(What you will do)
[A] Retype the part of the San Marino Shrine passage starting with "Shinto shrine in Serravalle, San" and going on through "Charity Gold Coins'.".
[B] Continue the passage about San Marino Shrine, picking up after its final sentence.

(Extract to read)
──────────────────────────────

Shinto shrine in Serravalle, San Marino

San Marino Shrine (サンマリノ神社, San Marino Jinja) is a shrine in Serravalle, Republic of San Marino. It is the first official Shinto shrine in Europe supported by the Association of Shinto Shrines when the shrine was established.

== History ==
Manlio Cadero planned the construction of the shrine in consultation with the Jinja Honcho. It was financed through the sale of 'Japan-San Marino Friendship Charity Gold Coins'.

The shrine was founded on 21 June 2014, and opened to the public the following day. The San Marino shrine was inaugurated in the presence of 150 personalities including the president of the Association of Shinto Shrines and Yoko Kishi, mother of the former Prime Minister of Japan Shinzō Abe and daughter of Prime Minister Nobusuke Kishi. The shrine was established at the initiative of the Japan San Marino Friendship Society (JSFS) in commemoration of the victims of the 2011 Tōhoku earthquake and tsunami.

──────────────────────────────

(Information provided)

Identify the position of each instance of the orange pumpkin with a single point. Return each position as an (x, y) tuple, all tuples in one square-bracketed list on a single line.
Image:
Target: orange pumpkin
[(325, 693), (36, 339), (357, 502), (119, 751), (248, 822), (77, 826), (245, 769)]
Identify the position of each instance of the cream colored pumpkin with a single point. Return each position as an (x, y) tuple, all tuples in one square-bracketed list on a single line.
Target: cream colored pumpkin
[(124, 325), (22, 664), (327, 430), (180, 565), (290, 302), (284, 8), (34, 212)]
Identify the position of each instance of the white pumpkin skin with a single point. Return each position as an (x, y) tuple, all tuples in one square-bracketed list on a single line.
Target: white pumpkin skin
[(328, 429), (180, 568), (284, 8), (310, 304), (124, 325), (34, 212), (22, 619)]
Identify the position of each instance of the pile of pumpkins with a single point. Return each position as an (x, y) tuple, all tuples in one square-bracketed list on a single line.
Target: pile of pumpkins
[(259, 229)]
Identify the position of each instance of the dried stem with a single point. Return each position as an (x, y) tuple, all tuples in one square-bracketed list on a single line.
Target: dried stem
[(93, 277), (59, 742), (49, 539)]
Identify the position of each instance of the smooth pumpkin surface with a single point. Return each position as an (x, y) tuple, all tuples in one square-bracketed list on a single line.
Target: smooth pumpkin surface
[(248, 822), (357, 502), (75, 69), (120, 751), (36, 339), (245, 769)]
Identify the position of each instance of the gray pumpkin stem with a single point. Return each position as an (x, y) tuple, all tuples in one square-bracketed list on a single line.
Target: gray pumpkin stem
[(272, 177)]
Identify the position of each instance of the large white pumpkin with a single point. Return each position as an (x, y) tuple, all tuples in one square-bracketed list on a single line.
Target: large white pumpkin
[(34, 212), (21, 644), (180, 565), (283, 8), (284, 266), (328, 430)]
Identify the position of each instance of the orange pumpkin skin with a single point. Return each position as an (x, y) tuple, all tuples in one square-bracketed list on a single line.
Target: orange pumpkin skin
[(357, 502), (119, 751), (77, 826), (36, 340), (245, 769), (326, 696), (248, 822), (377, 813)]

──────────────────────────────

(Answer set)
[A]
Shinto shrine in Serravalle, San Marino

San Marino Shrine (サンマリノ神社, San Marino Jinja) is a shrine in Serravalle, Republic of San Marino. It is the first official Shinto shrine in Europe supported by the Association of Shinto Shrines when the shrine was established.

== History ==
Manlio Cadero planned the construction of the shrine in consultation with the Jinja Honcho. It was financed through the sale of 'Japan-San Marino Friendship Charity Gold Coins'.

[B]
The Association of Shinto Shrines considers San Marino Jinja as the first official shrine in Europe.
However, as not all shrines fall under Association, the "Yamakage Shinto Holland Saigu" in The Netherlands, established in 1980 by the Japanese Dutch Shinzen Foundation, is actually the first jinja in Europe.

From 2019, marriages recognized by the Civil Registry office of the Republic of San Marino can be celebrated there, therefore valid throughout the world.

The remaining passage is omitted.